───── Records provided
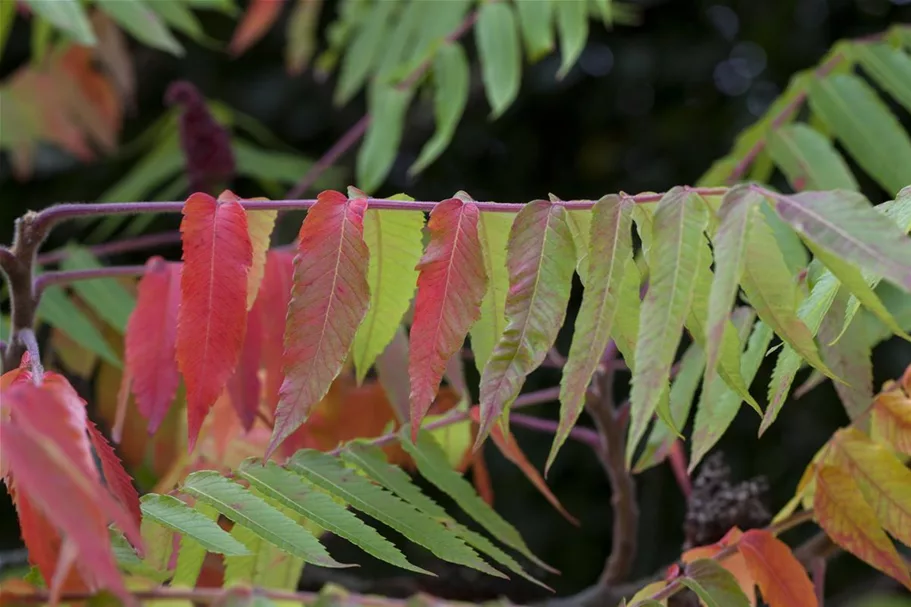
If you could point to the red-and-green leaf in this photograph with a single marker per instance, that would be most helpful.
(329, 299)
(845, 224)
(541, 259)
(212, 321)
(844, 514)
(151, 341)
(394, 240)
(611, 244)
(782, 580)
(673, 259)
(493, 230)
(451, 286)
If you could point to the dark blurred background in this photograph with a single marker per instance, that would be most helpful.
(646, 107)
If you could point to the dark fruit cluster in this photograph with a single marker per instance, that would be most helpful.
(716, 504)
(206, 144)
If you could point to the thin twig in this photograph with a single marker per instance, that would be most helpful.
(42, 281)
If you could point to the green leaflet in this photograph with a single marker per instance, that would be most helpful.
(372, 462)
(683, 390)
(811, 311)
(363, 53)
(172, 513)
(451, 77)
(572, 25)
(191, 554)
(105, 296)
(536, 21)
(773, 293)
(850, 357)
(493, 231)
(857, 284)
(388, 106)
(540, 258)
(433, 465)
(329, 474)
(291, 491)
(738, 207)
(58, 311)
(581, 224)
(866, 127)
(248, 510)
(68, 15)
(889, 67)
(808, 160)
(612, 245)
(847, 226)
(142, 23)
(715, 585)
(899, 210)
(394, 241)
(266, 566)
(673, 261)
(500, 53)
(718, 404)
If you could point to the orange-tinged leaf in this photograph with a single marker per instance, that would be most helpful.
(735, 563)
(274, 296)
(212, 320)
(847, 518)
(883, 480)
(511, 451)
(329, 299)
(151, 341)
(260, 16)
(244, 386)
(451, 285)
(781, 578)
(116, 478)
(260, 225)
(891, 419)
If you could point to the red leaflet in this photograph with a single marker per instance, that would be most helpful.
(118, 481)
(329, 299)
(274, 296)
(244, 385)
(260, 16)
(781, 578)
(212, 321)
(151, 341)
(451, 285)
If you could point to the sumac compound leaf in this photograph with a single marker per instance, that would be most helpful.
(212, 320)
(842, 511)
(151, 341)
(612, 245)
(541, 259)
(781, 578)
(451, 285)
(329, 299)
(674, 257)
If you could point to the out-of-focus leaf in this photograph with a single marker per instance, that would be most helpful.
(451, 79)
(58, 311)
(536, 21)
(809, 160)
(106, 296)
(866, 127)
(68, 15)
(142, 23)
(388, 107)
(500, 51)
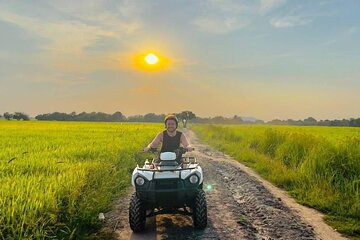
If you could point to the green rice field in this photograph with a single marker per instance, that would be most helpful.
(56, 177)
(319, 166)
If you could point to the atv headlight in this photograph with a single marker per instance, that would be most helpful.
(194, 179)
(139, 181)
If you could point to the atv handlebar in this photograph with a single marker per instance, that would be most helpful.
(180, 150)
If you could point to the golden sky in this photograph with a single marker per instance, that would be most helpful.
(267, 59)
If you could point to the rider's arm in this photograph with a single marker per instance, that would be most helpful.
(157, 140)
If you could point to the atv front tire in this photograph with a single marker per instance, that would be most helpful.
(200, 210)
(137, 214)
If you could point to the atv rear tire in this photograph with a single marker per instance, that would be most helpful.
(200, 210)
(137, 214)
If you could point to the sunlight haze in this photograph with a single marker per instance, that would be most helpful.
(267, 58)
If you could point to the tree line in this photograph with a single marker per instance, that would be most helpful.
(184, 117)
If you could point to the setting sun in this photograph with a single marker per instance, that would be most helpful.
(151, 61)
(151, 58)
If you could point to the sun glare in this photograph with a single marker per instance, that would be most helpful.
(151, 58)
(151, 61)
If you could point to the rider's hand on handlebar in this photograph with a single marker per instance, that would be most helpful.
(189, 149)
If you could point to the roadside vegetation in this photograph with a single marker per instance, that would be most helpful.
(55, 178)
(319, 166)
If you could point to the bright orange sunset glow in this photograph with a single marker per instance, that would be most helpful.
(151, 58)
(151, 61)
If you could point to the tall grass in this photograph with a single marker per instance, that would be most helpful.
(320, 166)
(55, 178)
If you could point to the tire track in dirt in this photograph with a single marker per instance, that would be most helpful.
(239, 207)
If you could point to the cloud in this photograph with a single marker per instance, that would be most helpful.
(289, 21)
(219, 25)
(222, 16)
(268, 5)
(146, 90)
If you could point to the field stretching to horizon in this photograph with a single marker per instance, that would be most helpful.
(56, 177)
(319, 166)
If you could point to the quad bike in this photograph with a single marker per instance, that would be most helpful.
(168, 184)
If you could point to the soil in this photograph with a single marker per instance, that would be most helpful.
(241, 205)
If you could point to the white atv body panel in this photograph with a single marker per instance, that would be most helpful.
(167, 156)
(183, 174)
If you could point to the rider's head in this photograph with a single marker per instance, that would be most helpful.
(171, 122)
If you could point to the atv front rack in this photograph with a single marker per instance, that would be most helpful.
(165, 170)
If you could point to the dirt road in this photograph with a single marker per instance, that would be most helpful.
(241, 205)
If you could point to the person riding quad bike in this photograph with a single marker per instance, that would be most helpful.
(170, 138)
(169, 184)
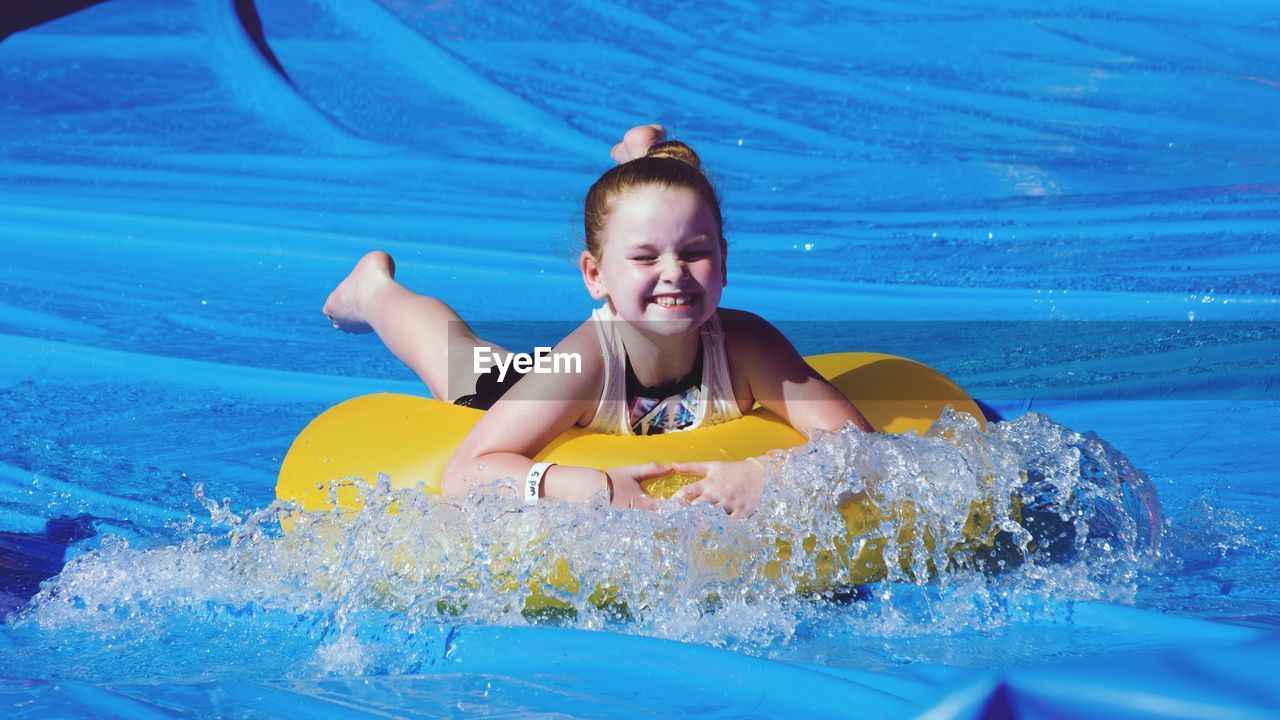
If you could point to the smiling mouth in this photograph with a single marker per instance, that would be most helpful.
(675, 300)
──────────
## What you should do
A faithful copy is needed of the lines from the one containing "If you could point to the quad" through the last line of the data above, with pictures left out.

## Expected answer
If you could point to the quad bike in this photograph with a single marker per instance, that would be most helpful.
(168, 184)
If you could point to the soil in this photograph with a single marker per instance, that would be most helpful.
(241, 205)
If you could point to the white atv body panel in this photograph with a single marker per instance, that would be most helpful.
(167, 156)
(183, 174)
If you could point to the rider's head in this photograph with a single marker per instance, that would be most helpful.
(171, 122)
If you could point to the atv front rack in this photograph with a single marker per instance, that would be most helpful.
(165, 170)
If you could point to the dirt road in this photograph with a single marker per instance, that would be most helpful.
(241, 205)
If you could point to the person riding quad bike in this photograph with a single marker per instance, that would be most helpful.
(170, 138)
(169, 184)
If you could point to the smiling mouth in this photograph with a single marker per instance, that would be most helpful.
(675, 300)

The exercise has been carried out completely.